> **What you will do**
Answer these questions from the compaction page:
(a) What is the default value of tombstone_threshold?
(b) What is the default value of min_SSTable_size?
(c) Under LeveledCompactionStrategy, how large is each SSTable by default?

> **Page excerpt**

Compaction

Compaction nodetool commands

The nodetool utility provides a number of commands related to compaction:

compactionstats
Statistics about current and pending compactions.
compactionhistory
List details about the last compactions.

Common options

There is a number of common options for all the compaction strategies;

enabled (default: true)
Whether minor compactions should run. Note that you can have ‘enabled’: true as a compaction option and then do ‘nodetool enableautocompaction’ to start running compactions.
tombstone_threshold (default: 0.2)
How much of the sstable should be tombstones for us to consider doing a single sstable compaction of that sstable.
tombstone_compaction_interval (default: 86400s (1 day))
Since it might not be possible to drop any tombstones when doing a single sstable compaction we need to make sure that one sstable is not constantly getting recompacted - this option states how often we should try for a given sstable.
min_threshold (default: 4)
Lower limit of number of sstables before a compaction is triggered. Not used for LeveledCompactionStrategy.
max_threshold (default: 32)
Upper limit of number of sstables before a compaction is triggered. Not used for LeveledCompactionStrategy.

Further, see the section on each strategy for specific additional options.

Size Tiered Compaction Strategy

The basic idea of SizeTieredCompactionStrategy (STCS) is to merge SSTables of approximately the same size. All SSTables are put in different buckets depending on their size. An SSTable is added to the bucket if size of the SSTable is within bucket_low and bucket_high of the current average size of the SSTables already in the bucket. This will create several buckets and the most interesting of those buckets will be compacted. The most interesting one is decided by figuring out which bucket’s SSTables takes the most reads.

Major compaction

When running a major compaction with STCS you will end up with two SSTables per data directory (one for repaired data and one for unrepaired data). There is also an option (-s) to do a major compaction that splits the output into several SSTables. The sizes of the SSTables are approximately 50%, 25%, 12.5%… of the total size.

STCS options

min_SSTable_size (default: 50MB)
SSTables smaller than this are put in the same bucket.
bucket_low (default: 0.5)
How much smaller than the average size of a bucket a SSTable should be before not being included in the bucket. That is, if bucket_low * avg_bucket_size < SSTable_size (and the bucket_high condition holds, see below), then the SSTable is added to the bucket.
bucket_high (default: 1.5)
How much bigger than the average size of a bucket a SSTable should be before not being included in the bucket. That is, if SSTable_size < bucket_high * avg_bucket_size (and the bucket_low condition holds, see above), then the SSTable is added to the bucket.

Defragmentation

Defragmentation is done when many SSTables are touched during a read. The result of the read is put in to the memtable so that the next read will not have to touch as many SSTables. This can cause writes on a read-only-cluster.

Leveled Compaction Strategy

The idea of LeveledCompactionStrategy (LCS) is that all SSTables are put into different levels where we guarantee that no overlapping SSTables are in the same level. By overlapping we mean that the first/last token of a single SSTable are never overlapping with other SSTables. This means that for a SELECT we will only have to look for the partition key in a single SSTable per level. Each level is 10x the size of the previous one and each SSTable is 160MB by default. L0 is where SSTables are streamed/flushed - no overlap guarantees are given here.

Point placement records
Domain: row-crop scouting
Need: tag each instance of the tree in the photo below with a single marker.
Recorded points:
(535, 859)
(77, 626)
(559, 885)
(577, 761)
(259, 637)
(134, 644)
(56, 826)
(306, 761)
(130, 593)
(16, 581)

* * *

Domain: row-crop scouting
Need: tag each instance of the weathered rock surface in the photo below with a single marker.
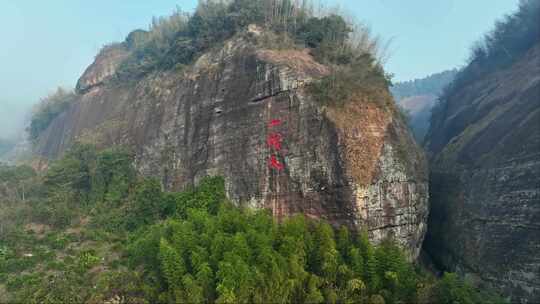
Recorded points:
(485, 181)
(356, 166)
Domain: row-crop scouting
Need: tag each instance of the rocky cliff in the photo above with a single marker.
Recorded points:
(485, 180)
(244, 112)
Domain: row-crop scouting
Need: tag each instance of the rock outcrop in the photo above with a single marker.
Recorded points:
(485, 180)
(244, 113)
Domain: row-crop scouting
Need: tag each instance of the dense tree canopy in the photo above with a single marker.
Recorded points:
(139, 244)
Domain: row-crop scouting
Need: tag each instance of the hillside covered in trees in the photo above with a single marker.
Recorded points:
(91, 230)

> **Solution below**
(a) 0.2
(b) 50MB
(c) 160MB